» **Records to use**
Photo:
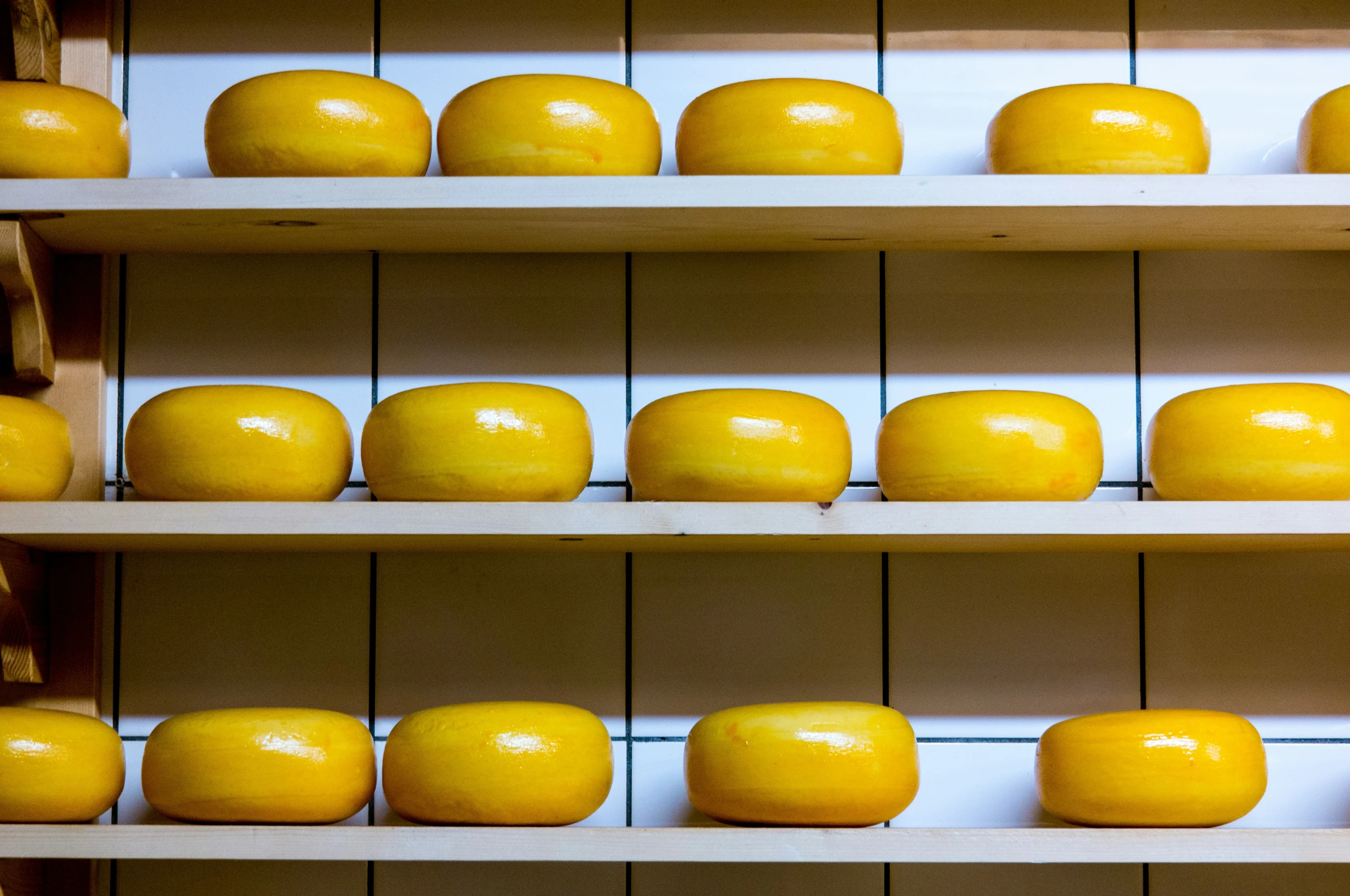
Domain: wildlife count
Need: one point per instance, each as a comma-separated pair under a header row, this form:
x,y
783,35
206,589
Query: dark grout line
x,y
1135,50
374,557
628,42
681,738
978,740
374,40
628,689
126,61
122,373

» **Task instructions**
Print out every entry above without changing a word, and leave out the pictures.

» **Result for this task**
Photo:
Domain: wildlife count
Need: one point per instance, each as a comma-separated pair under a header row, this form:
x,y
783,35
206,589
Query: dark grout line
x,y
1135,50
374,557
628,42
681,738
978,740
374,40
628,689
126,61
122,373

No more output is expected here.